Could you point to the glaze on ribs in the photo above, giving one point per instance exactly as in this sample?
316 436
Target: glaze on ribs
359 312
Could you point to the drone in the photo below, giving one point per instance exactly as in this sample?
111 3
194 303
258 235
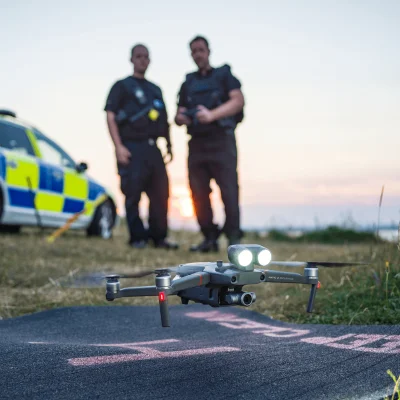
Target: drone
220 284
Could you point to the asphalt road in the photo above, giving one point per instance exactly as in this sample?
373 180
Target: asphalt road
122 352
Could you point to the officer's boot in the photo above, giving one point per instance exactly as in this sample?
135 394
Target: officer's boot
209 244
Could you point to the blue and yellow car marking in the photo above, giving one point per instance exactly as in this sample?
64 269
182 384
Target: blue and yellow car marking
2 167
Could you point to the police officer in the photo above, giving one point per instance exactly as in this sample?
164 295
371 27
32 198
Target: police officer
136 117
211 105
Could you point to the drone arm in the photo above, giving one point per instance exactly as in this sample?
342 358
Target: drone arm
189 281
137 291
284 277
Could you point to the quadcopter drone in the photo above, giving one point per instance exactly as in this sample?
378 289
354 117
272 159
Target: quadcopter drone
219 284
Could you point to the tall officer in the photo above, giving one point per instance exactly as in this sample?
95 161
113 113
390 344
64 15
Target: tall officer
136 117
211 105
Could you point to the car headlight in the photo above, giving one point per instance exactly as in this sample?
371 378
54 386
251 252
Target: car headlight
245 256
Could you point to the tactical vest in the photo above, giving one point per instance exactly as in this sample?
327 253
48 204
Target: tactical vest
210 92
133 119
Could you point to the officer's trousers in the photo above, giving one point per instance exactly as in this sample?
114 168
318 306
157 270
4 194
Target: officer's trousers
215 158
146 172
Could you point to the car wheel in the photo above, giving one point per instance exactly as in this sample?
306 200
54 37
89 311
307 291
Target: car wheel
103 220
7 228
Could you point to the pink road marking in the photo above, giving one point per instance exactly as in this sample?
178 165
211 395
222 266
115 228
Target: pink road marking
359 343
147 353
325 340
274 331
233 322
212 316
134 345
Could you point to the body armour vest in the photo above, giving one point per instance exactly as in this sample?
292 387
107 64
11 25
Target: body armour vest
144 114
210 92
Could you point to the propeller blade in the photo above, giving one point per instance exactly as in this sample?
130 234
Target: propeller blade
310 264
329 264
289 264
97 279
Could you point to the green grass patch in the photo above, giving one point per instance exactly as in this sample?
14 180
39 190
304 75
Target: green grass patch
32 272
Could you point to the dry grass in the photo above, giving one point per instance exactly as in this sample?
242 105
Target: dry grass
32 270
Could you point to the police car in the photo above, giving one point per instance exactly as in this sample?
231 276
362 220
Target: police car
40 184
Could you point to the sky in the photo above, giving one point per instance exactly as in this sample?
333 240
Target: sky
321 134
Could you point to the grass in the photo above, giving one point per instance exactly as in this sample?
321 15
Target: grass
331 235
32 272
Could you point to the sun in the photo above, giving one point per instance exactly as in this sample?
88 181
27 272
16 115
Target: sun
182 201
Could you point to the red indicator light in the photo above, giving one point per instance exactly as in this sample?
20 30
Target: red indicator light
161 296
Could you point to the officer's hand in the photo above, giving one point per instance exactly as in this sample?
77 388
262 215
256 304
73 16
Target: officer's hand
169 156
123 155
204 115
182 119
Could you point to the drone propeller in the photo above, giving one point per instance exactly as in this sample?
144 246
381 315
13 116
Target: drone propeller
314 264
96 279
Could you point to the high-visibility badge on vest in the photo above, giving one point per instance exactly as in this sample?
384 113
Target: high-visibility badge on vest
153 114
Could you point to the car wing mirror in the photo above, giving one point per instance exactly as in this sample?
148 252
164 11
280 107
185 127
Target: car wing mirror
81 167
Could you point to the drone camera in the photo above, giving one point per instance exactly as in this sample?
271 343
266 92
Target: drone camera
245 299
246 256
112 287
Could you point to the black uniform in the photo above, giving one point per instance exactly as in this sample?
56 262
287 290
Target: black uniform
212 150
131 100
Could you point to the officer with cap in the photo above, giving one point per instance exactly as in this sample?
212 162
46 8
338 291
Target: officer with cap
210 104
136 117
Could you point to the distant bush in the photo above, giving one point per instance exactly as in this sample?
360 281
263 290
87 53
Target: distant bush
331 234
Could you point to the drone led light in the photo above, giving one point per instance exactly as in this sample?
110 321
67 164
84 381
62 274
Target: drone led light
245 258
264 257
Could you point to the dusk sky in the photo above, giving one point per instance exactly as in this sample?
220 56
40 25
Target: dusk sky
321 134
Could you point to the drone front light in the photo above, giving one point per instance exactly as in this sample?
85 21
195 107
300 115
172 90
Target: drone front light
245 258
241 256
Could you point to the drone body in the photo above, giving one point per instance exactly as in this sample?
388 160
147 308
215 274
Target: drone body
220 284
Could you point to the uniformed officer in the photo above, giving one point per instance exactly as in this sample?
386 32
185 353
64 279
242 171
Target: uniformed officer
211 105
136 117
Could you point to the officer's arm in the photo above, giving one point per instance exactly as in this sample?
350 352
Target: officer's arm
113 129
231 107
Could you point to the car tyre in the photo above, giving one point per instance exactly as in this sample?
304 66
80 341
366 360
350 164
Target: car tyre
7 228
103 220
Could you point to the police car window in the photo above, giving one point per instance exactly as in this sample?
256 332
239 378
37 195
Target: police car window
52 153
14 138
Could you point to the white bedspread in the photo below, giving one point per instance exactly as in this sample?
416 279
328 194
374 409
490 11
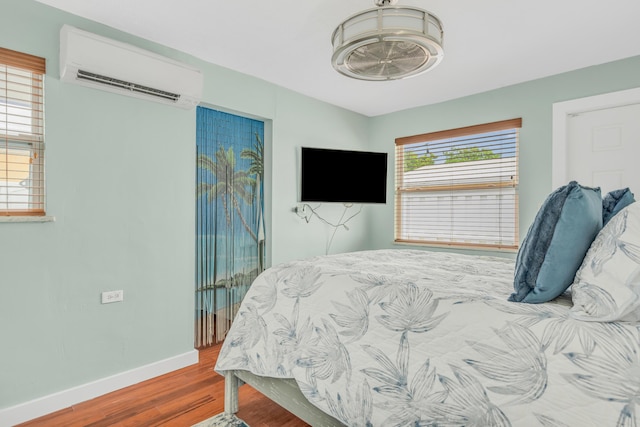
* * * * *
* **Stated problem**
Add 91 to every answer coordinate from the line with "Could you point to the officer's arm" up to and including the last line of the data, and write all of those lines out again with the requests and their sample points unchanged. Leave the pictures out.

* **Right answer**
Could you point to the officer's arm in the photo above, giving one point per instance exactly as in this sample?
350 352
Target: officer's arm
204 220
322 198
Could you point to the car tyre in the photo above, giving one point per instance exactly as in this sample?
304 66
80 341
366 360
350 164
Target: car tyre
98 319
194 311
Could you point to the police car window in the photo above, giving one point per instance exactly as in this sample?
256 332
239 378
37 195
Target: police car window
143 244
105 229
Could you point to the white bedspread in the photo below, giving one point per instance exactly as in this sample?
416 279
328 194
374 409
490 11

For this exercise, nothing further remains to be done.